● **Exercise description**:
Format the records from the start through the line containing "[[292, 0, 900, 198]]", inclusive, as a two-column CSV with the header input,output. Give one row per record, with its text under input and its answer under output, each in a single quoted field with line breaks replaced by spaces.
--- Begin Data extract ---
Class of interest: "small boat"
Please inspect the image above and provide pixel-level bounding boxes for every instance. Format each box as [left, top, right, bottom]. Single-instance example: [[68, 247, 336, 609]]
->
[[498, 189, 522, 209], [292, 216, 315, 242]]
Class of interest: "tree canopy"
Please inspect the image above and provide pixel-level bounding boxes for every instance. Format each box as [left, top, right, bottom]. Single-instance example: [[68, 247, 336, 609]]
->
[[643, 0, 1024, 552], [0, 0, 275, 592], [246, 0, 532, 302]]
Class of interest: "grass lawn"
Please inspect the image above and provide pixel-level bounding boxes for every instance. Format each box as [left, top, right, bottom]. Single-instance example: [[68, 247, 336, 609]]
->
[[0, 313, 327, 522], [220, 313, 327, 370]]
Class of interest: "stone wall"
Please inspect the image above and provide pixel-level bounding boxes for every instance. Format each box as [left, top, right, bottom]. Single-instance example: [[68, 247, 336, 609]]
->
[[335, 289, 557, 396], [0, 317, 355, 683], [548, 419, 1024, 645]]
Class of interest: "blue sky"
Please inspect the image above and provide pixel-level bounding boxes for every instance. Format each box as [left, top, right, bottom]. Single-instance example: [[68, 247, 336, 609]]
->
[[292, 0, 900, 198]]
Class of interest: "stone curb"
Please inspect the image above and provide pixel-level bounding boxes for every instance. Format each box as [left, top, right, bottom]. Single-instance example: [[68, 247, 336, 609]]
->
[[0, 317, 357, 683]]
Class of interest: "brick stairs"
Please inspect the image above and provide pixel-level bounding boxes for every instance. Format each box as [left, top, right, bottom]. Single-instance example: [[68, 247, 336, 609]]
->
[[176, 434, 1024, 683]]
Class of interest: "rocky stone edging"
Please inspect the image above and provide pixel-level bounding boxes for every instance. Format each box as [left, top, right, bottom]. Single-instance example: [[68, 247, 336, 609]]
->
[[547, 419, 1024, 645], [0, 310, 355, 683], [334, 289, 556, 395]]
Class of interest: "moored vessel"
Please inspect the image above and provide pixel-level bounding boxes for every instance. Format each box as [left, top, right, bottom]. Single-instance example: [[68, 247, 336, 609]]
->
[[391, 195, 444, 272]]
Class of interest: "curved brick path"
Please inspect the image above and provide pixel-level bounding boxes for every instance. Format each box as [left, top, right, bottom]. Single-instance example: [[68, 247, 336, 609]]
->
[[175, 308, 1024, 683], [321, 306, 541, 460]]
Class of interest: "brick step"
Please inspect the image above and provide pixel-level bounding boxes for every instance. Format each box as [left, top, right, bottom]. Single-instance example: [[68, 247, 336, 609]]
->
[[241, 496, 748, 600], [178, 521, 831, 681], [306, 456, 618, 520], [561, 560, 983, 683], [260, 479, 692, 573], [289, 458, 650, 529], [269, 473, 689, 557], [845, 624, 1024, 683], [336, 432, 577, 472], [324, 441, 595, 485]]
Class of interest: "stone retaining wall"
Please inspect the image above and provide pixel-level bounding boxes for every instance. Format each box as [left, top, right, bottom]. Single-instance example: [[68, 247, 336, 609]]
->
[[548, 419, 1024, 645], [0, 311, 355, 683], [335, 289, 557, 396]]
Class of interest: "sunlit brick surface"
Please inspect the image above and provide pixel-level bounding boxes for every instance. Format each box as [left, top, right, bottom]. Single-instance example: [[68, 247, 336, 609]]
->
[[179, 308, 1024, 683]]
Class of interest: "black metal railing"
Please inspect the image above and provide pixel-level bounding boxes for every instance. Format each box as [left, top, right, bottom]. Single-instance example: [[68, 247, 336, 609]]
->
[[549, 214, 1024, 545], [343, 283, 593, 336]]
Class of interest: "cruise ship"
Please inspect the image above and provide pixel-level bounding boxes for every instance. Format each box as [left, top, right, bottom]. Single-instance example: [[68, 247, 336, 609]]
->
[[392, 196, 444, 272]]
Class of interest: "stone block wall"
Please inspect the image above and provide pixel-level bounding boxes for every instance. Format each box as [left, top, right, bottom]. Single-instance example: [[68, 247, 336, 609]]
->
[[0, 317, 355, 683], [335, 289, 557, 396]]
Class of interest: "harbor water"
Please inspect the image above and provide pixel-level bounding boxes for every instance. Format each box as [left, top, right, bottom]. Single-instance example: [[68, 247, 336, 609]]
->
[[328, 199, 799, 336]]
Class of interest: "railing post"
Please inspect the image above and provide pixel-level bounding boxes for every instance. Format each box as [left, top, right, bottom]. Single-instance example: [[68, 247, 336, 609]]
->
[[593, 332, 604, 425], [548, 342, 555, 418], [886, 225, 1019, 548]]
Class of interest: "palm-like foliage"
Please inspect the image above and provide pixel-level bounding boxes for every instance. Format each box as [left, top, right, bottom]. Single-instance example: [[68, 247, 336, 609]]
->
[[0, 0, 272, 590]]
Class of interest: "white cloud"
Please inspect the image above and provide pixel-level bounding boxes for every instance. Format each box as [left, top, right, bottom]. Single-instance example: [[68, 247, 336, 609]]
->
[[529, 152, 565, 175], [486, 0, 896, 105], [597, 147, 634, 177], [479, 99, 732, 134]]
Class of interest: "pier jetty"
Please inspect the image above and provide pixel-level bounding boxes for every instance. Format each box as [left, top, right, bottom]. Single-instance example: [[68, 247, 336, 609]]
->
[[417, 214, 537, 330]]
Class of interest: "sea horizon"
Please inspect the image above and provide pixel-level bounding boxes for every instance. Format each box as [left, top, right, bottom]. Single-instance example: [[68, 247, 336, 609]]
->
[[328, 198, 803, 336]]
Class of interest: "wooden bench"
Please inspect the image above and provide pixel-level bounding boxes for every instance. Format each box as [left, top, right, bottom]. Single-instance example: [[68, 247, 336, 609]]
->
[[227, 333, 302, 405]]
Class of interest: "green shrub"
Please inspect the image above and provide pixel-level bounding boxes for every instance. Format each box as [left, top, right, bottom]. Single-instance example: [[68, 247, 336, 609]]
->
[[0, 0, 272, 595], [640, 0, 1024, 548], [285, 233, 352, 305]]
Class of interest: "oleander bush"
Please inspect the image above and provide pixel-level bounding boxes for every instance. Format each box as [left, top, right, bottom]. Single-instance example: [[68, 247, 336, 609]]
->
--- End Data extract ---
● **Answer to the problem**:
input,output
"Class of interest: ""small boat"" Please inspect the image above and provide pixel-level bounding boxes for every instance. Format each box as [left, top, right, bottom]. Single-instance example: [[68, 247, 336, 609]] ->","[[498, 189, 522, 209], [292, 216, 315, 242]]"
"Class of interest: ""tree canopy"" Please inspect the image above and provide pixel-level bounding boxes for every instance. Format each box as [left, top, right, bottom]. Single-instance example: [[68, 247, 336, 609]] ->","[[643, 0, 1024, 552], [0, 0, 275, 592], [246, 0, 532, 302]]"
"Class of interest: ""grass lawn"" Please inspect the image above and provide pixel-level bounding boxes for every instance. Format each box as [left, top, right, bottom]. Single-instance example: [[68, 247, 336, 609]] ->","[[0, 313, 327, 522], [220, 313, 327, 370]]"
"Class of interest: ""stone wall"" Please inspect the image above and provide pixel-level bounding boxes for every instance. Format each box as [left, top, right, bottom]. Single-instance example: [[68, 247, 336, 609]] ->","[[335, 289, 557, 396], [0, 317, 355, 683], [548, 419, 1024, 645]]"
"Class of interest: ""blue sky"" Please inspect the image above and provide pixel-level bounding boxes for every instance. Format each box as [left, top, right, bottom]. Single-instance example: [[68, 247, 336, 609]] ->","[[292, 0, 900, 198]]"